HOW TO COMPLETE THIS TASK:
Please copy out the full listing that follows exactly; no picture belongs in the copy.

THE INPUT:
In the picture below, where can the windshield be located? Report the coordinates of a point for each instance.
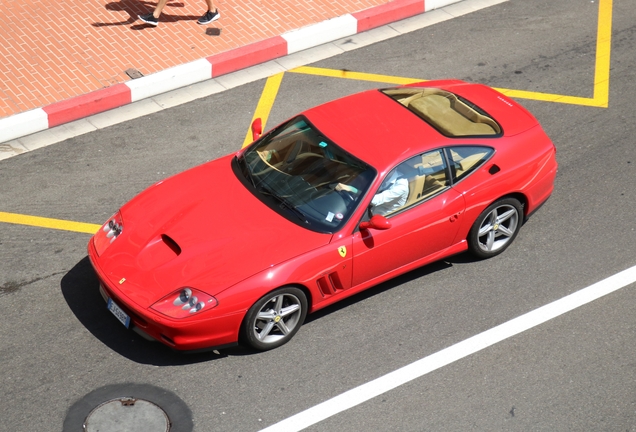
(306, 177)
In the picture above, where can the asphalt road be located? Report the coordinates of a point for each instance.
(575, 372)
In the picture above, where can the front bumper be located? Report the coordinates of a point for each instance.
(206, 332)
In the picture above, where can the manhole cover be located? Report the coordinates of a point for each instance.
(127, 414)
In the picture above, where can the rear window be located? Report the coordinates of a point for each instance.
(451, 115)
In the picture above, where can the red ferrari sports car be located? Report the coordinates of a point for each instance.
(337, 199)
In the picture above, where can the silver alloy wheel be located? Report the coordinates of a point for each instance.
(498, 228)
(278, 318)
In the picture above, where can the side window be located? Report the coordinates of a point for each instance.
(412, 181)
(466, 159)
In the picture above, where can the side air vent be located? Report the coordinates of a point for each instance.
(329, 284)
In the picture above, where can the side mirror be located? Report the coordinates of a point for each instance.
(257, 129)
(376, 222)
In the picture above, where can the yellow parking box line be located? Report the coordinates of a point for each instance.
(265, 103)
(42, 222)
(603, 49)
(548, 97)
(358, 76)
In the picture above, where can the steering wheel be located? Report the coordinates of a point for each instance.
(347, 196)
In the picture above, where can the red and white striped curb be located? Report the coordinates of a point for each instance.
(58, 113)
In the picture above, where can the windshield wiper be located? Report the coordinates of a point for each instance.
(284, 203)
(246, 170)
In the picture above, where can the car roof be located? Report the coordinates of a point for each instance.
(374, 128)
(380, 131)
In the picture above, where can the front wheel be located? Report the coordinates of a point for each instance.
(495, 228)
(275, 318)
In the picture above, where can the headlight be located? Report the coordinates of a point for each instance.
(184, 303)
(108, 233)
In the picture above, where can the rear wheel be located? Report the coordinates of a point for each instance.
(275, 318)
(495, 228)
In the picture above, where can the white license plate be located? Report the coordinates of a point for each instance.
(120, 314)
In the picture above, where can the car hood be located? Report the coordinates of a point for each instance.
(203, 229)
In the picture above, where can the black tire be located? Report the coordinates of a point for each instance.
(275, 318)
(495, 228)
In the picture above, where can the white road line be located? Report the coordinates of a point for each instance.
(394, 379)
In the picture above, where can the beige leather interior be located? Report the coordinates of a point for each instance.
(445, 111)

SOLUTION TO THIS TASK:
In the picture below, where can the windshield be located? Report the coordinates of a point for each instance.
(306, 177)
In the picture above, where can the asphalt road be located? Report the coordinates of a point for each instance.
(575, 372)
In the picture above, where can the front bumper be located? Report the coordinates of a point for each instance.
(206, 332)
In the picture above, where can the manhole cover be located? Report the coordinates of a point for each instance.
(127, 414)
In the picture above, where can the rear window be located? Report the coordinates of a point for each instance.
(451, 115)
In the picture above, where can the red ferrari sports car be located? Report the coordinates of a point for each instance.
(337, 199)
In the picture above, where can the silver alloy wheel be located? Report the coordinates of a point for each instance.
(498, 228)
(278, 318)
In the picture above, where can the side window be located? Report the coordinates of a point for each instance.
(412, 181)
(466, 159)
In the picture above, where can the side air vent be located? Report the coordinates of a point for each instance.
(329, 284)
In the picture above, where can the side mirror be located? Report the coordinates of a point for each instance.
(257, 129)
(376, 222)
In the picture above, where can the yellow parking box line be located? Report the coordinates of a point for each instance.
(265, 103)
(42, 222)
(603, 49)
(548, 97)
(358, 76)
In the picture above, where can the steering wheel be located? Report the coordinates of a point for each instance.
(347, 196)
In the picture above, where can the red and white striped curb be located? Report the coordinates of a point for each instance.
(58, 113)
In the picture above, where can the windshield wiper be located? Report the coordinates of a point for each instance.
(284, 203)
(246, 170)
In the picture above, where can the car roof be located? Report the coordinates of a point for each instance.
(374, 128)
(380, 131)
In the picture above, where can the front wheel be located? Report the coordinates of a point for each instance.
(495, 228)
(275, 318)
In the picture above, where can the headlight be located? Report the coordinates of a point for each instance.
(184, 303)
(108, 233)
In the picture above, where can the rear wheel be located? Report the coordinates of a point for each instance.
(275, 318)
(495, 228)
In the picture above, where can the white license plate be located? Report the coordinates of a point for each instance.
(120, 314)
In the picture above, where can the car hood be located? Report the coordinates of a point for each instance.
(203, 229)
In the picture above, where can the black tire be located? Report the coordinates of a point for each instance.
(275, 318)
(495, 228)
In the picture above, where can the white road line be located? Report the coordinates of a point for each instance.
(394, 379)
In the picture above, where can the beige leather interior be located? Report the coordinates of a point for each instance.
(445, 111)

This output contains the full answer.